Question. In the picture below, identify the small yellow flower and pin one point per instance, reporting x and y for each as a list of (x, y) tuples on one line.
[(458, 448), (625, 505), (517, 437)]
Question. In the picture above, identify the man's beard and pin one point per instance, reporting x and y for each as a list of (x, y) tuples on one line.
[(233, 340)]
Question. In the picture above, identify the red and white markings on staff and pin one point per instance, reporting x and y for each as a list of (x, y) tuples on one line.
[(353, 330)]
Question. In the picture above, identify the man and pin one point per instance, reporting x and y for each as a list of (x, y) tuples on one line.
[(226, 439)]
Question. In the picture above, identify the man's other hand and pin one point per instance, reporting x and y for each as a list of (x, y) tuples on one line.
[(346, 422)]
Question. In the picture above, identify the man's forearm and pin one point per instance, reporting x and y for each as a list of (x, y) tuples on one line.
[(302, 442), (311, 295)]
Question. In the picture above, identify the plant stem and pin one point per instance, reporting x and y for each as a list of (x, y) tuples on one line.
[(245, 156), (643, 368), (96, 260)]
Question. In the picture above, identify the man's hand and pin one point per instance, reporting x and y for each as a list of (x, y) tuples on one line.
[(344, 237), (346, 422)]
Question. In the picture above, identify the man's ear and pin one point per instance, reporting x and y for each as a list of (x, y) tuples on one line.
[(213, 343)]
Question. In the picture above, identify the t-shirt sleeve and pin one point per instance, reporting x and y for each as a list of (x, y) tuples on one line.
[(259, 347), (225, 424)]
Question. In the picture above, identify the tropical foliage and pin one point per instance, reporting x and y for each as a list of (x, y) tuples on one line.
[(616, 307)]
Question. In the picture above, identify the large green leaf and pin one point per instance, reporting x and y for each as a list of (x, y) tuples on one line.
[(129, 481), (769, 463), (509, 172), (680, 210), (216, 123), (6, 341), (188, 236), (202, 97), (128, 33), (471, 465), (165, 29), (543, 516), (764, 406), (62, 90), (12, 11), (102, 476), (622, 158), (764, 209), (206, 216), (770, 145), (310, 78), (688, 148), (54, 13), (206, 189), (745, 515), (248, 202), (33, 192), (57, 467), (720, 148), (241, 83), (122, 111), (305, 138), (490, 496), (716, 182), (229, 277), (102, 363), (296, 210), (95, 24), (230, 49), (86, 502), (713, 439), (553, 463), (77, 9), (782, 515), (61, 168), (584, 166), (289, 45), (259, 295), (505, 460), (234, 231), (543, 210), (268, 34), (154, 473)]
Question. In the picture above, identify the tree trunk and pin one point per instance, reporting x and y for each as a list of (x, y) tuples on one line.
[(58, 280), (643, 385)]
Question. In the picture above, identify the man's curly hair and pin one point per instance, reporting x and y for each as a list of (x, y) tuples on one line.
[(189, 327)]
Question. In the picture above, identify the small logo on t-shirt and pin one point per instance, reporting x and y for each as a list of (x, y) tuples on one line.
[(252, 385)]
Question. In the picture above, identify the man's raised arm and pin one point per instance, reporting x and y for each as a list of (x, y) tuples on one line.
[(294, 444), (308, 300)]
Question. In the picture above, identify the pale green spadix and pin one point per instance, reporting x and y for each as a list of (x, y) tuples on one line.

[Exercise] Rewrite every one of the records above, swapping "tuples" for "pairs" wherever it occurs and leaving all other wording unchanged.

[Exercise output]
Question. In the picture below, identify the small yellow flower and pin one point per instance, reporting x and y for each as a list of (x, y) pairs on one line.
[(458, 448), (625, 505), (517, 437)]
Question. In the picture above, identify the man's beard and pin one point per instance, reporting x and y for each as a list of (x, y) pairs on one line.
[(233, 340)]
Question. In the picture above, identify the red and white markings on staff and pin one point per instance, reporting x and y for each as a list of (x, y) pairs on one line.
[(353, 330)]
Question. In the picture above, identify the man and pin one point per instance, reporting x and y for each as a list of (x, y) pairs on one line.
[(226, 439)]
Question. In the picture above, identify the man's other hand and pin one point per instance, reporting x and y for each as a list of (x, y) pairs on one line.
[(346, 422)]
Question. In the picture above, identify the man's forearm and pin one point per instance, reporting x and y for each as a list of (x, y) pairs on one line.
[(302, 442), (311, 295)]
Question. In the picture above, identify the plant stem and pin one point per instance, reporting x and y for each as a list of (x, y) pairs on one line.
[(245, 156), (643, 368), (96, 260)]
Question. In the picture above, identify the man's hand and pin one point per instance, reporting x and y for each as a list of (x, y) pairs on one line.
[(344, 237), (346, 422)]
Question. In the picture above, identify the man's ear and pin one point per instance, reporting x and y for each as a list of (x, y) pairs on one line.
[(213, 343)]
Question. In the picture above, identify the t-shirt sleeve and pin one point per instance, reporting x and y for each as a list of (x, y) pairs on one line.
[(259, 347), (225, 424)]
Question. In the picture above, identify the tropical foliage and pin one point per instance, reporting x and y for each as a list of (x, y) pairs on one line.
[(616, 307)]
Question. In the picture above, identify the large green leaf and pin one point per instance, reporting x and y for each as a list of (x, y) pairs on one line.
[(129, 481), (769, 463), (509, 172), (680, 210), (216, 123), (6, 341), (188, 236), (202, 97), (128, 33), (471, 465), (165, 29), (543, 516), (764, 406), (62, 90), (12, 11), (102, 476), (622, 158), (764, 209), (206, 216), (770, 145), (310, 78), (688, 148), (54, 13), (206, 189), (745, 515), (248, 202), (33, 192), (57, 467), (720, 148), (241, 83), (122, 111), (305, 138), (490, 496), (716, 182), (229, 277), (102, 363), (296, 210), (95, 24), (230, 49), (86, 502), (713, 439), (553, 463), (77, 9), (782, 515), (61, 168), (584, 166), (289, 45), (259, 295), (505, 460), (234, 231), (543, 210), (268, 34), (154, 473)]
Question. In the picture above, identify the tree trunk and pin one point per instance, reporting x and y for each as a list of (x, y) pairs on one line.
[(58, 280), (643, 385)]
Question. In the picture above, identify the man's curly hair and pin one point per instance, reporting x and y for each as a list of (x, y) pairs on one line.
[(189, 327)]
Question. In the picture above, identify the small logo on t-shirt and pin one point per instance, reporting x and y for each as a list of (x, y) pairs on one line.
[(252, 385)]
Question. In the picture above, identify the man's raised arm and pin one point per instance, reporting x and y for each as a list of (x, y) pairs on one line.
[(294, 444), (308, 300)]
Question. In the picture above, identify the pale green spadix and pin one point per instance, reporting x and y for each as a list of (x, y) pairs on one line.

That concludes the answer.